◆ What is needed ◆
No pictures should appear in the copy; otherwise retype the entries exactly.

◆ Record excerpts ◆

____________

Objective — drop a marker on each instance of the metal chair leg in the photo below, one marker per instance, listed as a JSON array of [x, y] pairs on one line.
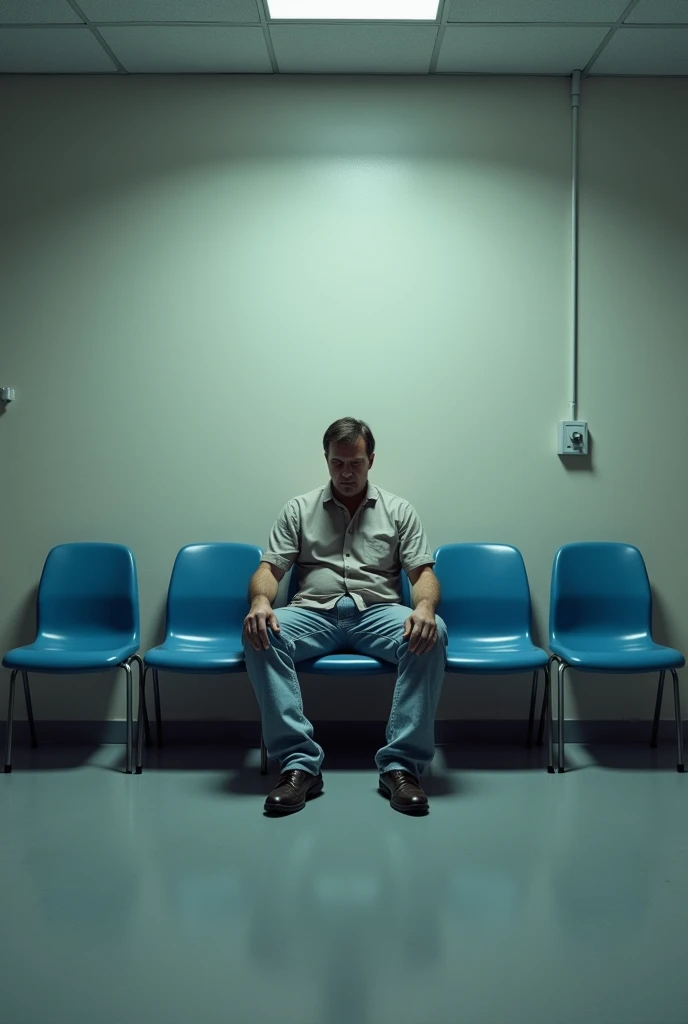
[[130, 727], [531, 714], [263, 756], [10, 719], [550, 730], [141, 695], [543, 712], [679, 721], [560, 715], [159, 717], [142, 720], [657, 709], [30, 710]]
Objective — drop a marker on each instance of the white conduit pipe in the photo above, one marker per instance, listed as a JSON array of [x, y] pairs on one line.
[[575, 103]]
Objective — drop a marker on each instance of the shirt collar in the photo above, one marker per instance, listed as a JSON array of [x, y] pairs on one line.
[[371, 495]]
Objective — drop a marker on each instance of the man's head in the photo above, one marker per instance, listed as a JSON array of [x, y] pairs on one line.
[[349, 451]]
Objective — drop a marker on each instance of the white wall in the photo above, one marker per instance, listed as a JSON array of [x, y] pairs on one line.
[[199, 274]]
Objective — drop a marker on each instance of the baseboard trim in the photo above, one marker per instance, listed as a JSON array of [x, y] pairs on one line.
[[349, 733]]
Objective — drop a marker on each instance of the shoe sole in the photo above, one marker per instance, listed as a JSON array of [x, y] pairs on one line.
[[402, 808], [281, 812]]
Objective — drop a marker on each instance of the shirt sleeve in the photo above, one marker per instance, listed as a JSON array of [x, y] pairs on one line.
[[285, 541], [414, 546]]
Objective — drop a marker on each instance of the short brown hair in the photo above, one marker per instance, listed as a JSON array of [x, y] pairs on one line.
[[347, 430]]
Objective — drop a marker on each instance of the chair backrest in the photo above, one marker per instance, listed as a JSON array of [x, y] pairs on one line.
[[600, 587], [294, 587], [89, 589], [484, 591], [209, 588]]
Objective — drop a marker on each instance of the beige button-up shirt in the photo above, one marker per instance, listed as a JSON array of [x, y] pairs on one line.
[[337, 554]]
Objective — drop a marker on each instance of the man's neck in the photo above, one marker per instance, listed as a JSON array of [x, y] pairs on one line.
[[351, 504]]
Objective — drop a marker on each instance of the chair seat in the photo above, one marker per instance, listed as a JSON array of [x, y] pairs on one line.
[[610, 654], [492, 657], [346, 664], [88, 653], [220, 654]]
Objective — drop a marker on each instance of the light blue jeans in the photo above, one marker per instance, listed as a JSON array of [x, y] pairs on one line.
[[377, 632]]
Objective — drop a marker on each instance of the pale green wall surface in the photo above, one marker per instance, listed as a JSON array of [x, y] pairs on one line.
[[200, 273]]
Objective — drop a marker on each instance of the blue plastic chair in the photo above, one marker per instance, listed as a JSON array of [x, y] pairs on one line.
[[207, 602], [485, 603], [346, 663], [87, 613], [601, 621]]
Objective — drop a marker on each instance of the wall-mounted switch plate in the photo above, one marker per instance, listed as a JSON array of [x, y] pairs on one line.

____________

◆ Exercise result ◆
Objective — drop a marker on each instance of the metal chair leg in the photo below, one marker per instance, listed as a JSON array of [x, y] pairs on one line.
[[130, 727], [531, 714], [263, 756], [10, 719], [550, 730], [141, 695], [543, 712], [679, 721], [560, 715], [159, 717], [142, 720], [657, 709], [30, 710]]
Objective — drop a marker on each instance of the white conduit pipe in the photo above, one marker per instance, listed as a JSON array of [x, y] pairs on one line.
[[575, 103]]
Objective — drop a marker on each instance of the shirt collar in the photo above, one marker per instance, listed as a JSON array of [x, y] pairs on one line.
[[371, 495]]
Objective — drop a marker on each instance of the man's head in the photo above, one marker per instance, listed as a JSON array of [x, y] pairs on one line.
[[349, 451]]
Objective — drop a marker on each instance of the white wall in the photo above, one marker per instance, listed as a JSON array of [x, y] pairs on one line.
[[199, 274]]
Objective — drop a marker on each instance of the baseboard trim in the photo above, one marker per instance, listed as a JSON array of [x, y] pairs on one line.
[[349, 733]]
Objective — drop a marker on each instance of the shoe sole in the photo above, one marker per instance, listed as a JSON array of [x, y] pairs on one line.
[[402, 808], [281, 812]]
Objective — drop a marker on each instance of the shirt sleeve in the photo above, one marker per instance, listed as a JSON array of [x, y] pairs on one line.
[[285, 541], [414, 546]]
Objective — drop a marker on each instance of the short brown hair in the photo above, one marker per instance, listed as a JSON array of [x, y] pairs on one line.
[[347, 430]]
Objective — drop a marker on each instance of the chair backrest in the photo above, one marker per instance, listed as a JSON array of [x, y] pairs on one line.
[[600, 587], [294, 587], [89, 589], [484, 591], [209, 588]]
Objective — drop a marker on each instance of the beige button-up shirt in the photo above, one marker per instance, listed as a JSON array of [x, y] pairs on one line.
[[337, 554]]
Objective — drop a marker on each instance of the man's neck in the photo above, one marker per instance, listed as a JSON array of [x, y] pairs on one line.
[[351, 504]]
Objective — drop a marker on each instance of the chair seat in the photo above, one marker per instance, listed as a JSON array of [x, y] pairs on one line.
[[610, 654], [492, 657], [346, 664], [88, 653], [220, 654]]
Objective — drop a marker on each instance of the light blue jeans in the photo above, one marker per instance, listed as a JSON array of [x, y] pairs on one line.
[[377, 632]]
Objective — drop a marker on each instance of the pale green wall surface in the photo above, one marker per instance, listed as a JSON array of [x, y] pairs on one line.
[[200, 273]]
Objective — drop a marker on each instance of the blue plastic chair in the photo above, one marker per instance, listed as a JSON array of [x, y] pairs on one line.
[[207, 602], [485, 603], [346, 663], [87, 613], [601, 621]]
Objective — drop a marker on each instance of the wall-mounted switch plate in the photo above, one marker per instance, listed as a JSON array of [x, y] pairs on one line.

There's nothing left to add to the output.